TASK PROMPT.
Return exactly the span of lines in the following data that opens with the line containing "Target: red coral bead" and closes with the line containing "form | each point like <point>306,142</point>". Include nothing else.

STUDY MATERIAL.
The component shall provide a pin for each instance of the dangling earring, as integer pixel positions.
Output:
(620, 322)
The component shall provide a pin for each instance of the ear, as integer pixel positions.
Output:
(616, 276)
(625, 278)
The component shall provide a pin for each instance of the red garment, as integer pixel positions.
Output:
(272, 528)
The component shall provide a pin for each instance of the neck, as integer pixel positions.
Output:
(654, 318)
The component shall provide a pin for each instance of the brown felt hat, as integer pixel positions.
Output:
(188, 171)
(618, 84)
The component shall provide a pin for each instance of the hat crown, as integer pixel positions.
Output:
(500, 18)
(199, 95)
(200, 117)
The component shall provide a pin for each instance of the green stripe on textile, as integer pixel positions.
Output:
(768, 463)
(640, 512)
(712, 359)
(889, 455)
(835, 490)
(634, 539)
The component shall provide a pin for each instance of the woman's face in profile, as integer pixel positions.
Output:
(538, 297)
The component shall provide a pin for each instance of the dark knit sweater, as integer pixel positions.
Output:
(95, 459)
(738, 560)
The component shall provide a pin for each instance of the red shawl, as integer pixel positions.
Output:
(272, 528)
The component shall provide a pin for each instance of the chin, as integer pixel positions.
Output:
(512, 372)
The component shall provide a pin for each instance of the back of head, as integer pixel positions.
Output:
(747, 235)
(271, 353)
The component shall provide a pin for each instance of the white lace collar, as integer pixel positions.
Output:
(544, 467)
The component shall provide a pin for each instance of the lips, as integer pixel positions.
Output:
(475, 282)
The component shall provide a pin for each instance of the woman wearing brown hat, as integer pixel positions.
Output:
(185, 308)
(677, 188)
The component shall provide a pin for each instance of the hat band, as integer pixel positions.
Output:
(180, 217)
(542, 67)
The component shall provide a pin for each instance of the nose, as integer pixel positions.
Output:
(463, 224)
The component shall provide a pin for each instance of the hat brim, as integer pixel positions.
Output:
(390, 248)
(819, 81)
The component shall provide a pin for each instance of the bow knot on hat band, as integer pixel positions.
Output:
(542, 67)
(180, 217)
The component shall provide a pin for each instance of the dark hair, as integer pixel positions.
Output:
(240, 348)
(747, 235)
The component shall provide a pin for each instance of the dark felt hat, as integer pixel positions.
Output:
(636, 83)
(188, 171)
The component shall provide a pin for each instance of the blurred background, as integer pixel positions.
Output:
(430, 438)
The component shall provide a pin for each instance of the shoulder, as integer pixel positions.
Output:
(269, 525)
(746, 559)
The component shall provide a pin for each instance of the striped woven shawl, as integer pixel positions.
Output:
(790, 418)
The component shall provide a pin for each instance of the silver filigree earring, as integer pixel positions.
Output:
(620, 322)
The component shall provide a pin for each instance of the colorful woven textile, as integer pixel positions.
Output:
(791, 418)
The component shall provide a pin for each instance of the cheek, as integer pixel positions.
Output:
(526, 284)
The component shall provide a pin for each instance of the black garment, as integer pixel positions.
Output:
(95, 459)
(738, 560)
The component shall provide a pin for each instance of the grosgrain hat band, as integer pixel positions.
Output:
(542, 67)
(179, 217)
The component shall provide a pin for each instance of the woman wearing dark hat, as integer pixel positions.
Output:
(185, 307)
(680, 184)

* * *

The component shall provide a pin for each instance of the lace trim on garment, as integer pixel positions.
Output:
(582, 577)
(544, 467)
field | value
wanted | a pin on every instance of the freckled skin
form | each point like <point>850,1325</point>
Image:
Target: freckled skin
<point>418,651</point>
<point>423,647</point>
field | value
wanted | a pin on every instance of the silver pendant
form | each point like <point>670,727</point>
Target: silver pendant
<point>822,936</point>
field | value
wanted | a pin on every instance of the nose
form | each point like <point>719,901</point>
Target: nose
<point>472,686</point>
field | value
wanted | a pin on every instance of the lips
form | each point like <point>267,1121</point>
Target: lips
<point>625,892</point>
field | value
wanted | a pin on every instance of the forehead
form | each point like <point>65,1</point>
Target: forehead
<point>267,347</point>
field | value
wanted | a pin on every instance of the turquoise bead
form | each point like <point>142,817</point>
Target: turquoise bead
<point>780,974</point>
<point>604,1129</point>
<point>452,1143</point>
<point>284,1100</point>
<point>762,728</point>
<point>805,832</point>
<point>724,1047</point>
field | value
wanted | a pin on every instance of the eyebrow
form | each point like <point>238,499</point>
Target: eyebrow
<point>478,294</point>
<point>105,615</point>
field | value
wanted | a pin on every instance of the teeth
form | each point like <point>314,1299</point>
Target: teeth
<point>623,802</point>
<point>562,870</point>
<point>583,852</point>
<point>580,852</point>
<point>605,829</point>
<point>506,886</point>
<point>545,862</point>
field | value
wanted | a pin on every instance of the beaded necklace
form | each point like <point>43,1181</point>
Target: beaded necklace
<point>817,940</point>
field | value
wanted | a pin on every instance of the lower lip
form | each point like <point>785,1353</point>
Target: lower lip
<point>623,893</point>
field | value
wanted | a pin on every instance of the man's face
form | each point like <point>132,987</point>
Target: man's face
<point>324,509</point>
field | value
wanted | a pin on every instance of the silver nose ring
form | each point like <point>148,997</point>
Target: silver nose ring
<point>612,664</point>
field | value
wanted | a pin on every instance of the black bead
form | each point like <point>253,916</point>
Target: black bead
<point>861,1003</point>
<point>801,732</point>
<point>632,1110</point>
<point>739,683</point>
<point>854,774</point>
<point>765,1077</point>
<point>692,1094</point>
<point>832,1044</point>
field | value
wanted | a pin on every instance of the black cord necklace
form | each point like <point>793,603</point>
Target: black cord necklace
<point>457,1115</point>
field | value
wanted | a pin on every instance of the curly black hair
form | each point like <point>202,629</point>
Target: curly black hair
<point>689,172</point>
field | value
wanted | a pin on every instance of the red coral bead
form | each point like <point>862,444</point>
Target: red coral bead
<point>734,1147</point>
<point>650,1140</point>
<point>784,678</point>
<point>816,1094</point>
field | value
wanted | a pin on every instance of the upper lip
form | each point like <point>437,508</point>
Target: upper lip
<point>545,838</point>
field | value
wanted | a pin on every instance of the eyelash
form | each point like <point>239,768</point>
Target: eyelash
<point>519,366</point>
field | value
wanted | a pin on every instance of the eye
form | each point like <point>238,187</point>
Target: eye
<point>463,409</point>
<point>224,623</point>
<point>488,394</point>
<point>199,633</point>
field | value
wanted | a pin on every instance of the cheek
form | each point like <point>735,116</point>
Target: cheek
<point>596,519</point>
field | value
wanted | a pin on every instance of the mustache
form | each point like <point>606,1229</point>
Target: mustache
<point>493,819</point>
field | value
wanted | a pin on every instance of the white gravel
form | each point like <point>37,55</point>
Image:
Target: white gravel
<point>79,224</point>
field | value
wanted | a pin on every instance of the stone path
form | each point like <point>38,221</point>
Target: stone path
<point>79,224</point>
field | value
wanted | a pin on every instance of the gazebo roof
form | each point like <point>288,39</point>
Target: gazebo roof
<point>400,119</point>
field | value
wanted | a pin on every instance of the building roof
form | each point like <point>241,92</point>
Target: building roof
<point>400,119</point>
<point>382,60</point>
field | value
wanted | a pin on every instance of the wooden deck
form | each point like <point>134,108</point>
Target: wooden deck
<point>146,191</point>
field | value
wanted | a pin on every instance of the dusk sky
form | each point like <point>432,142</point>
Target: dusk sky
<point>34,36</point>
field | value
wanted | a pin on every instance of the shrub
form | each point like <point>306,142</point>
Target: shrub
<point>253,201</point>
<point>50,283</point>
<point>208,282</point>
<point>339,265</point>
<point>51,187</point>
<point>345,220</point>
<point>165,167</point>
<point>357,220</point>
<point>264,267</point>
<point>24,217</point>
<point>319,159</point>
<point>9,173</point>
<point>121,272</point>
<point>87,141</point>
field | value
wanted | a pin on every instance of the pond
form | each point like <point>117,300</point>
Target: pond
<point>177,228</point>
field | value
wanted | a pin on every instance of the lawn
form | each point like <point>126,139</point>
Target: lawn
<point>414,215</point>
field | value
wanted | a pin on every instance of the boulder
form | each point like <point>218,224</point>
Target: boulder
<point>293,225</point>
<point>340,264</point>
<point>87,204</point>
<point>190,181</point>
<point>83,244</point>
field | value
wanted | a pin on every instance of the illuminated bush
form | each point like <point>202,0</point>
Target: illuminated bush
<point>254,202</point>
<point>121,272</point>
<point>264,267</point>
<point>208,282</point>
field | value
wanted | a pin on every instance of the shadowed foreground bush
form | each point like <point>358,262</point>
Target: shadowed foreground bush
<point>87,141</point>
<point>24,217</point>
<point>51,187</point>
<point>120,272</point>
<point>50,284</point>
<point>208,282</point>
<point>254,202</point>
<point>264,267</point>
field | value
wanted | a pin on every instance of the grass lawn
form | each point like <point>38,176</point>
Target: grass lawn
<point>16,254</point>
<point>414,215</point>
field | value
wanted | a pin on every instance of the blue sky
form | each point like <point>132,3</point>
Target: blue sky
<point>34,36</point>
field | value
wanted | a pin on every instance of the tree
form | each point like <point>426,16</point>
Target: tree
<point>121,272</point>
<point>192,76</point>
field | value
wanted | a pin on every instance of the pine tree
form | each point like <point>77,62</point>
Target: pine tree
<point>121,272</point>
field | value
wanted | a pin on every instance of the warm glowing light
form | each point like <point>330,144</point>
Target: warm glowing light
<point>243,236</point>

* * *

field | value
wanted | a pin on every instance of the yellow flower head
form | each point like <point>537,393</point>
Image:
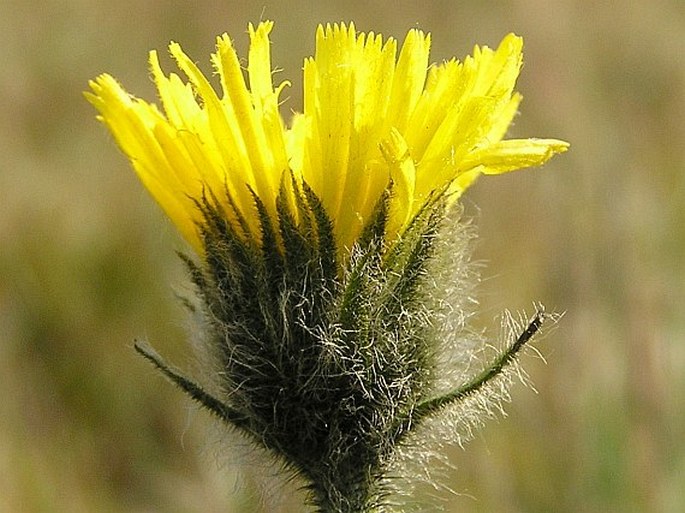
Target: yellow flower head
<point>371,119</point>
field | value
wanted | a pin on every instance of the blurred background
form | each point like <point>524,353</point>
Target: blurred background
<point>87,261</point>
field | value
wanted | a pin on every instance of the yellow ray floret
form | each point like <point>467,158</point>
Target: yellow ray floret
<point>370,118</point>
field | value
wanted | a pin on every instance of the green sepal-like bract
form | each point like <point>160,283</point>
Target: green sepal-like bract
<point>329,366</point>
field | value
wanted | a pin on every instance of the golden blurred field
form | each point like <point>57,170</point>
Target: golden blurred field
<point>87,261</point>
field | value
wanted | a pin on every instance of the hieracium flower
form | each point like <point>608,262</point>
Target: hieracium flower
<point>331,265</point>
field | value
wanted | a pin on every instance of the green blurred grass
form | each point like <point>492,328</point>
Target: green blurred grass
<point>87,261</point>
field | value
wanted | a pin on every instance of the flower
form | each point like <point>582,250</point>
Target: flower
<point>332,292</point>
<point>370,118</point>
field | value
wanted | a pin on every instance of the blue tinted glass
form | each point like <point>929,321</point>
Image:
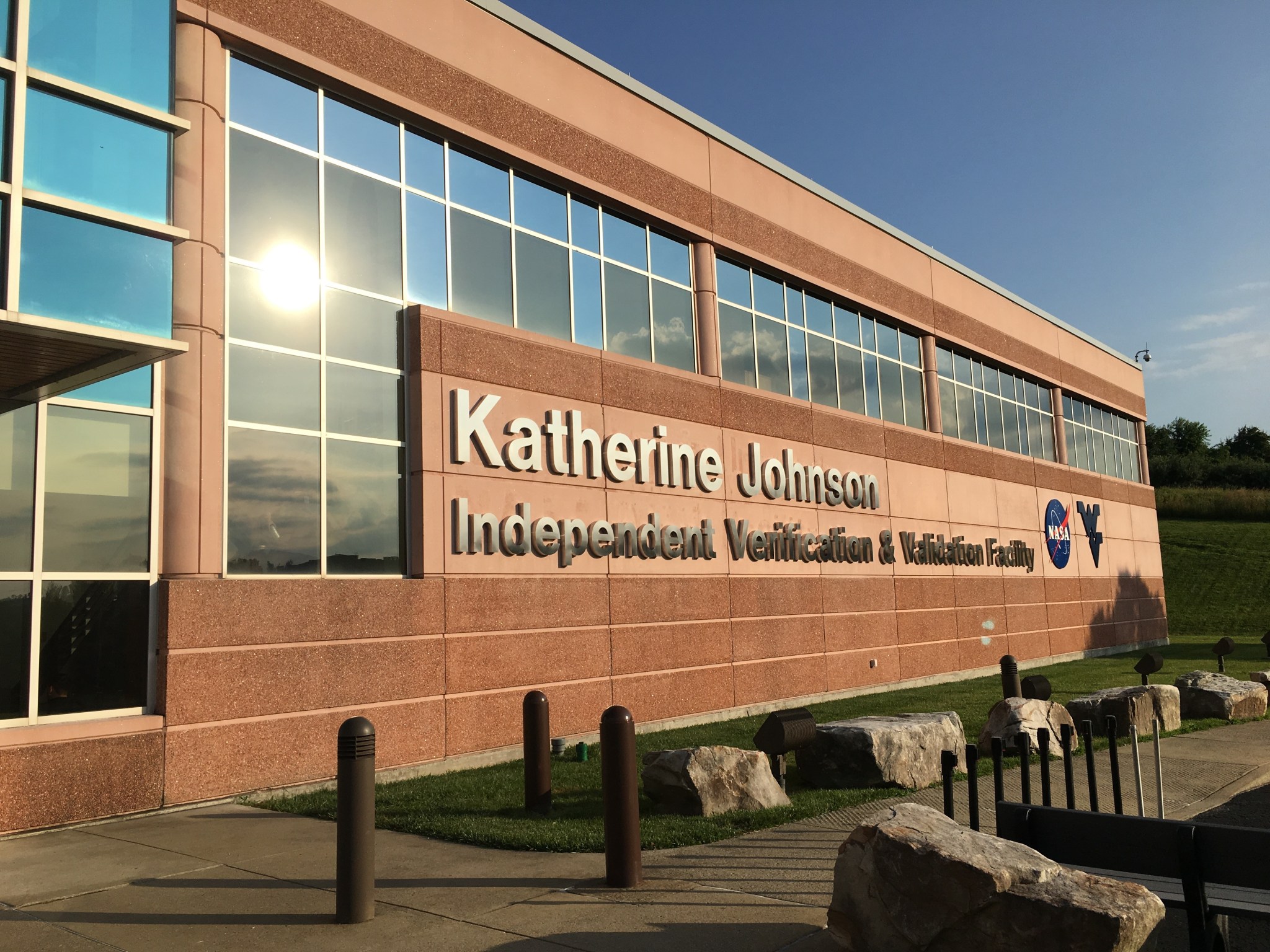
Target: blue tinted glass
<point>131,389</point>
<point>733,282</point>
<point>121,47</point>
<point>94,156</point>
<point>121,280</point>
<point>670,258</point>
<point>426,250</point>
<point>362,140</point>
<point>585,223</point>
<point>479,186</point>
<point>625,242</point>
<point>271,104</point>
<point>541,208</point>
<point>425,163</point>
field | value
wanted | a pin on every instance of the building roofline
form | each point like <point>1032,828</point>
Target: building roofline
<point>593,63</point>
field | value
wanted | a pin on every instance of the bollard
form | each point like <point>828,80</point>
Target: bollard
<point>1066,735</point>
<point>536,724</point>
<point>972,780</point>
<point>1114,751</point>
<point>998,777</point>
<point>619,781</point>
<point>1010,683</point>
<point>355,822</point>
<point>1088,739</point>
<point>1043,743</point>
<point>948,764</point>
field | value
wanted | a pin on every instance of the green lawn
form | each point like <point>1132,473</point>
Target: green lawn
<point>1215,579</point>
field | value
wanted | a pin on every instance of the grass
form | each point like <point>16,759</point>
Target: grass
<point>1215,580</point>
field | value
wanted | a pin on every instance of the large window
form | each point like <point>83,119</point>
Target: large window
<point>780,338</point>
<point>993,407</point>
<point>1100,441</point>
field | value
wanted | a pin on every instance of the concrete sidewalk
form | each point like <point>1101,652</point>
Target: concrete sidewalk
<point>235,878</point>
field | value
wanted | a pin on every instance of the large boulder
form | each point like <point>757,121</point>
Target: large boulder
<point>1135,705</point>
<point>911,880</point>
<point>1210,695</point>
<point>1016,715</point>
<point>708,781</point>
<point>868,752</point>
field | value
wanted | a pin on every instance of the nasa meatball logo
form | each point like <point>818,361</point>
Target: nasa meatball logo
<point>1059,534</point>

ANSWER.
Target: red coral bead
<point>734,1147</point>
<point>650,1140</point>
<point>784,678</point>
<point>816,1094</point>
field | value
wanted | a pin on every instance of the upper lip
form | each point like <point>437,508</point>
Target: upper lip
<point>545,838</point>
field | value
wanted | a pin on every instance of the eyelash
form | each point like <point>239,768</point>
Target: eyelash
<point>519,366</point>
field | value
wanted | a pin on every instance of the eye
form | each point like <point>238,187</point>
Target: eye
<point>463,409</point>
<point>224,623</point>
<point>488,394</point>
<point>199,633</point>
field | value
wanted | a pin on every instance of the cheek
form | each point like <point>735,116</point>
Target: cheek
<point>596,519</point>
field | value
wanted | a pin on every instance of the mustache
form | each point like <point>606,1229</point>
Target: mustache
<point>493,819</point>
field | value
wanted | a pin on every instance of the white gravel
form | each point like <point>37,55</point>
Image:
Target: white gravel
<point>79,224</point>
field | value
wanted | a pin on every instance of the stone path
form | each point like <point>38,221</point>
Target: stone path
<point>79,224</point>
field | value
wanted | a pin on every instance of the gazebo roof
form | each point like <point>288,39</point>
Target: gazebo roof
<point>400,119</point>
field | value
wanted | a pin on every instance of the building roof
form | each point like <point>241,92</point>
Target: building roof
<point>400,119</point>
<point>382,60</point>
field | value
wanted | a pin on every instance of the wooden deck
form | each point like <point>134,108</point>
Target: wooden deck
<point>146,191</point>
field | value
wanted | a pin on every instance of the dusk sky
form | each point like <point>432,142</point>
Target: dusk sky
<point>34,36</point>
field | value
wanted | a pin on every instance of the shrub
form | each point like <point>306,142</point>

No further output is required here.